━━━ Study text
Monday, October 22, 2012

Early Thirsty: How We Grade.

I am currently burned out on grading papers, it being midterm and all, and a question has occurred to me.  In graduate school, lo these many years ago, I was yelled at by my mentor for being "too blunt" and "not respecting their ideas," on papers.

Since then, I try to say something "nice," but more and more it's becoming hard to do that and remain authentic.  So my comments are starting to fade back into "This is wrong.  Fix it this way.  Rewrite this by moving it here or there.  Split this paragraph where you change topics."  Blunt, brief criticism with very little sugar coating, in other words.

I'm kind of afraid those "nice" comments might end up making their writing worse.  I strongly suspect some well-meaning teacher said "I like this rhetorical question" at some point, so they make every third sentence into one.  So, I thirst:

Q: Do you try to find something positive to say about every paper, or do you just give direct, blunt suggestions for improvement (or mean, cruel sarcastic comments)?  How do you go about finding nice things to say when it's clear that the student started writing the paper ten minutes before the due date?  Do you think there's any real value in "nice" comments if they're not authentic?  Am I just being a jerk by being business-like in commenting on papers?  Are these too many questions for a thirsty?
━━━━━━
━━━ Extracted material
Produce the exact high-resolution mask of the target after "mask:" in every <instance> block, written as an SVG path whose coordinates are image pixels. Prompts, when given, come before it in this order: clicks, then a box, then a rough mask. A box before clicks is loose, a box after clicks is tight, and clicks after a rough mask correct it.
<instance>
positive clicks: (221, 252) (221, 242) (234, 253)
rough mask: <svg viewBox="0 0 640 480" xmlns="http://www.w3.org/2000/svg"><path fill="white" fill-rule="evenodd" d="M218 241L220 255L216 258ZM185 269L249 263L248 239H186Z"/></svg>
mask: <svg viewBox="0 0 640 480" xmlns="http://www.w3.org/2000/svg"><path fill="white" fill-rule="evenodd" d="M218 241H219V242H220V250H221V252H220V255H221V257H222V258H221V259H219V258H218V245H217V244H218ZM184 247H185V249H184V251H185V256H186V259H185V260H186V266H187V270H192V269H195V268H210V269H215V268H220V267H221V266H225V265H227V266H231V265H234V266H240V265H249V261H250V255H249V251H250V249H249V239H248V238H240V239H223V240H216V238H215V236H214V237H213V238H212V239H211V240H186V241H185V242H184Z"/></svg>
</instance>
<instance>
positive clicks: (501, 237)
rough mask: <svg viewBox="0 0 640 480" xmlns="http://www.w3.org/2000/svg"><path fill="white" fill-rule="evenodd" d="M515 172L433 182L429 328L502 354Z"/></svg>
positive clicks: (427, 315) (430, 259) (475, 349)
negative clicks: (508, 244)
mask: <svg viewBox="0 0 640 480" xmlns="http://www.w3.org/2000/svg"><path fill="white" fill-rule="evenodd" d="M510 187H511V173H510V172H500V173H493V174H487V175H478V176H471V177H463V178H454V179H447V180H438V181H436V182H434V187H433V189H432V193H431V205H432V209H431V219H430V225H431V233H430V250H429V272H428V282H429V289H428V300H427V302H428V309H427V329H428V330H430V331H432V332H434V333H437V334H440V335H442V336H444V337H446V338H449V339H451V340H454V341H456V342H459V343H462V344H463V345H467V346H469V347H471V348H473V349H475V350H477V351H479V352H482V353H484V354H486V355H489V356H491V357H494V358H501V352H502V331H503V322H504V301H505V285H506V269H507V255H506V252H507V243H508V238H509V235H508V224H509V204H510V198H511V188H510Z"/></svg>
━━━━━━
Problems to solve:
(A) Copy out the blog post about grading papers word for word, from start to finish.
(B) From the records, extract the lines running from the line containing "</instance>" through the end of the records, inclusive, and reproduce them verbatim.

Answers provided:
(A)
Monday, October 22, 2012

Early Thirsty: How We Grade.

I am currently burned out on grading papers, it being midterm and all, and a question has occurred to me.  In graduate school, lo these many years ago, I was yelled at by my mentor for being "too blunt" and "not respecting their ideas," on papers.

Since then, I try to say something "nice," but more and more it's becoming hard to do that and remain authentic.  So my comments are starting to fade back into "This is wrong.  Fix it this way.  Rewrite this by moving it here or there.  Split this paragraph where you change topics."  Blunt, brief criticism with very little sugar coating, in other words.

I'm kind of afraid those "nice" comments might end up making their writing worse.  I strongly suspect some well-meaning teacher said "I like this rhetorical question" at some point, so they make every third sentence into one.  So, I thirst:

Q: Do you try to find something positive to say about every paper, or do you just give direct, blunt suggestions for improvement (or mean, cruel sarcastic comments)?  How do you go about finding nice things to say when it's clear that the student started writing the paper ten minutes before the due date?  Do you think there's any real value in "nice" comments if they're not authentic?  Am I just being a jerk by being business-like in commenting on papers?  Are these too many questions for a thirsty?

(B)
</instance>
<instance>
positive clicks: (501, 237)
rough mask: <svg viewBox="0 0 640 480" xmlns="http://www.w3.org/2000/svg"><path fill="white" fill-rule="evenodd" d="M515 172L433 182L429 328L502 354Z"/></svg>
positive clicks: (427, 315) (430, 259) (475, 349)
negative clicks: (508, 244)
mask: <svg viewBox="0 0 640 480" xmlns="http://www.w3.org/2000/svg"><path fill="white" fill-rule="evenodd" d="M510 187H511V173H510V172H500V173H493V174H487V175H478V176H471V177H463V178H454V179H447V180H438V181H436V182H434V187H433V189H432V193H431V205H432V209H431V219H430V225H431V233H430V250H429V272H428V282H429V289H428V300H427V302H428V309H427V329H428V330H430V331H432V332H434V333H437V334H440V335H442V336H444V337H446V338H449V339H451V340H454V341H456V342H459V343H462V344H463V345H467V346H469V347H471V348H473V349H475V350H477V351H479V352H482V353H484V354H486V355H489V356H491V357H494V358H501V352H502V331H503V322H504V301H505V285H506V269H507V255H506V252H507V243H508V238H509V235H508V224H509V204H510V198H511V188H510Z"/></svg>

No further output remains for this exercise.